● To do: Pull out each line of the records that contains the string "with". Matching is case-sensitive.

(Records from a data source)
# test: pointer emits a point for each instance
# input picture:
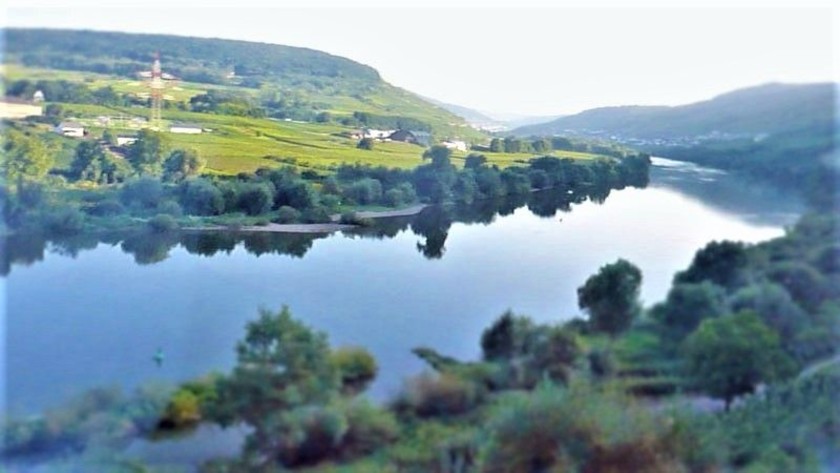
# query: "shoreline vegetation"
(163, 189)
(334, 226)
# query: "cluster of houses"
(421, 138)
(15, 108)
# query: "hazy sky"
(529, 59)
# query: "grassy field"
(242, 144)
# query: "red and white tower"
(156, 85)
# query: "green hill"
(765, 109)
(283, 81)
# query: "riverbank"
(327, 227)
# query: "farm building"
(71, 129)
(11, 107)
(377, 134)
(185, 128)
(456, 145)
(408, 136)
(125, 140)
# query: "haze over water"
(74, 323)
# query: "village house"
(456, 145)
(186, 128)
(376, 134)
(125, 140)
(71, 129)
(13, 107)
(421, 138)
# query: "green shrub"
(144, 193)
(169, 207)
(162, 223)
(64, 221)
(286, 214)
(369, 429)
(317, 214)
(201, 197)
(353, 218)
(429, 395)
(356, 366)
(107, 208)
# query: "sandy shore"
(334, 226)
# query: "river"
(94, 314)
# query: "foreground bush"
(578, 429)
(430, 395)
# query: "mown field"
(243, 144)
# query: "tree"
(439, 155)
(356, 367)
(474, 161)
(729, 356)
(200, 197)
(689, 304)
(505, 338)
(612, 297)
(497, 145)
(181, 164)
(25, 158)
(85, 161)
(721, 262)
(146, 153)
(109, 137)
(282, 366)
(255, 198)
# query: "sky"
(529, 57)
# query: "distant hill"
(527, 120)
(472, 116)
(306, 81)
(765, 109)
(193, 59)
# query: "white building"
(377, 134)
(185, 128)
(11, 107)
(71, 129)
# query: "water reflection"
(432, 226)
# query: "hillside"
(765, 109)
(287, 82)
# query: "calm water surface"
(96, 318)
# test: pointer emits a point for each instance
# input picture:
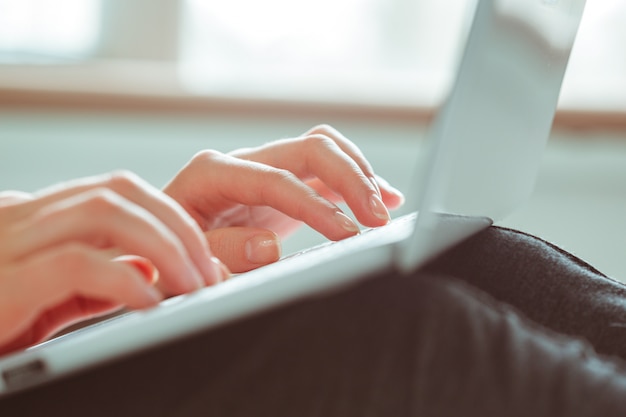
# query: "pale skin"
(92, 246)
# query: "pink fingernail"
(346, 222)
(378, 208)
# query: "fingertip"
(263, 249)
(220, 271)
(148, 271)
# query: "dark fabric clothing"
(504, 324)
...
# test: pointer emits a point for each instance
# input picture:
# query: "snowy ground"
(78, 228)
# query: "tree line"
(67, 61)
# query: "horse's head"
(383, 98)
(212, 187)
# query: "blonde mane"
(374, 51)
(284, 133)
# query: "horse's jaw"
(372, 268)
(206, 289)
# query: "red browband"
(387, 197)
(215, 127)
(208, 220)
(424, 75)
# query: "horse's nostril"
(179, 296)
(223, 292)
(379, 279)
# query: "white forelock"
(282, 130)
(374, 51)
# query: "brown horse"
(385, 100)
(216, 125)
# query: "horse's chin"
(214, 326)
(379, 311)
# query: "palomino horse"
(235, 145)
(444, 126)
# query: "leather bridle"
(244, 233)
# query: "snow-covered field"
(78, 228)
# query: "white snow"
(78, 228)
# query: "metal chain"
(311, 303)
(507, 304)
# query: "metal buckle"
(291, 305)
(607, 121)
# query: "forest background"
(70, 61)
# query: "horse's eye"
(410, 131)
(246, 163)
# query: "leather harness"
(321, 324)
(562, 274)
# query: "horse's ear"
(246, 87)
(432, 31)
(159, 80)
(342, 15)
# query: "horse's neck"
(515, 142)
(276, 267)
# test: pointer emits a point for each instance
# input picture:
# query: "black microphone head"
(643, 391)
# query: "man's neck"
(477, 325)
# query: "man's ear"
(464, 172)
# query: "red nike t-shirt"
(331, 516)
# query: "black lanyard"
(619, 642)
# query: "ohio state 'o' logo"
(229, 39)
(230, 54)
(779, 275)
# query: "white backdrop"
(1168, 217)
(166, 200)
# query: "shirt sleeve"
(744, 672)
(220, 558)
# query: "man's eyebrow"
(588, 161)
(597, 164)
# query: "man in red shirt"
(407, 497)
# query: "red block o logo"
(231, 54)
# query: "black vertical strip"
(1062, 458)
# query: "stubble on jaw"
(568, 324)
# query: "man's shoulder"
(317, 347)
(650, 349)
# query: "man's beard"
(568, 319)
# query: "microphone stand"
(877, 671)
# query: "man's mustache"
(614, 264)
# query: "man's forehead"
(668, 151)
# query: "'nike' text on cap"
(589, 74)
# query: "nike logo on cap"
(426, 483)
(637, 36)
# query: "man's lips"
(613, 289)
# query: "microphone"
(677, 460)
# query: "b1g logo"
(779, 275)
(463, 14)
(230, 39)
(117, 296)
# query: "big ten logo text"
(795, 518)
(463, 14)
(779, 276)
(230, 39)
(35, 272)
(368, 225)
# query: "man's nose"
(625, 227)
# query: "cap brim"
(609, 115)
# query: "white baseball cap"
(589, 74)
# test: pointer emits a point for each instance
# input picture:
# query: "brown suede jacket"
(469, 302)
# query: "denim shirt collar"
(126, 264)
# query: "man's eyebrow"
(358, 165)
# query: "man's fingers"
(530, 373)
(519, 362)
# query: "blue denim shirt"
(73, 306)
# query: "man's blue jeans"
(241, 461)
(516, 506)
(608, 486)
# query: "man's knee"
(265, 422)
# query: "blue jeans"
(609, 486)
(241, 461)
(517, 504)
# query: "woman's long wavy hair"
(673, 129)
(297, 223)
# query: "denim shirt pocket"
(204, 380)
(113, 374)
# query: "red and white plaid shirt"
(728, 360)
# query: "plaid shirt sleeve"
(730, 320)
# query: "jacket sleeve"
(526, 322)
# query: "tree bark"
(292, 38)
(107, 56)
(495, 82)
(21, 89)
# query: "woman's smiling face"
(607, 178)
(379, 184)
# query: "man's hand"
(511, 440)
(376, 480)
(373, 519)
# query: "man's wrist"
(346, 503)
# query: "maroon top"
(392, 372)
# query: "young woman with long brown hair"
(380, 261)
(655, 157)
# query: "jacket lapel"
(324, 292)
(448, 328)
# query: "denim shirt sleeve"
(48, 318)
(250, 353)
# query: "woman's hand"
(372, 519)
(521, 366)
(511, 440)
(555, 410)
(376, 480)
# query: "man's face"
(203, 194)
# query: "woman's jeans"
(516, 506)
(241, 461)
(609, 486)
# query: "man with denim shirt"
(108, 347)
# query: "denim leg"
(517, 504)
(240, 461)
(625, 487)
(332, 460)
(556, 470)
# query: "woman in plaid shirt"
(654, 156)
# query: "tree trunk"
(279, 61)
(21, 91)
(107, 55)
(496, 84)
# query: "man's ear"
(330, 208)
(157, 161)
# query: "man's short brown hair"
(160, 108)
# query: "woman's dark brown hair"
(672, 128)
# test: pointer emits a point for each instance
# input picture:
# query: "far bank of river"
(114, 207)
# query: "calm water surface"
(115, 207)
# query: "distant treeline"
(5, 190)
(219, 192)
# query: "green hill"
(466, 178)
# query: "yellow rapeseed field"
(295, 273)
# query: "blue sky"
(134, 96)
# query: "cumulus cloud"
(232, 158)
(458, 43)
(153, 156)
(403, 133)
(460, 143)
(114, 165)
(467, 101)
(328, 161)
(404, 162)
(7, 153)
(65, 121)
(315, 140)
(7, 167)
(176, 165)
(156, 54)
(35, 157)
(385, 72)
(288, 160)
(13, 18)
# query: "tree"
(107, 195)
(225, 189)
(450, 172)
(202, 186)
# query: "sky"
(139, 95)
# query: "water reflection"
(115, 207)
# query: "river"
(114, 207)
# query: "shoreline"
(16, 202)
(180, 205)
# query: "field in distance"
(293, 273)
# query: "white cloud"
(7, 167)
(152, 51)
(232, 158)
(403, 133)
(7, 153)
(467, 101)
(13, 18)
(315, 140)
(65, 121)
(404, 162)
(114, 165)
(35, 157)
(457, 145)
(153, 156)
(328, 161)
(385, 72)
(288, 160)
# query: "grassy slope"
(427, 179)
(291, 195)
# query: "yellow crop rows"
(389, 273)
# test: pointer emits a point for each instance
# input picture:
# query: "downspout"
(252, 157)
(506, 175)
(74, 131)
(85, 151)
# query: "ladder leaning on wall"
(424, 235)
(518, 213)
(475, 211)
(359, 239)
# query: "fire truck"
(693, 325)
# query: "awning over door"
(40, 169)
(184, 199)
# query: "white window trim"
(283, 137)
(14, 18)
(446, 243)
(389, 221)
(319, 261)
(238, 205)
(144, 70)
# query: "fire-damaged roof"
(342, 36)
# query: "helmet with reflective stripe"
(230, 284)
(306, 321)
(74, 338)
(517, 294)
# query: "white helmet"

● Task result:
# query: "young woman with long brown hair"
# query: "man with denim shirt"
# query: "helmet with reflective stripe"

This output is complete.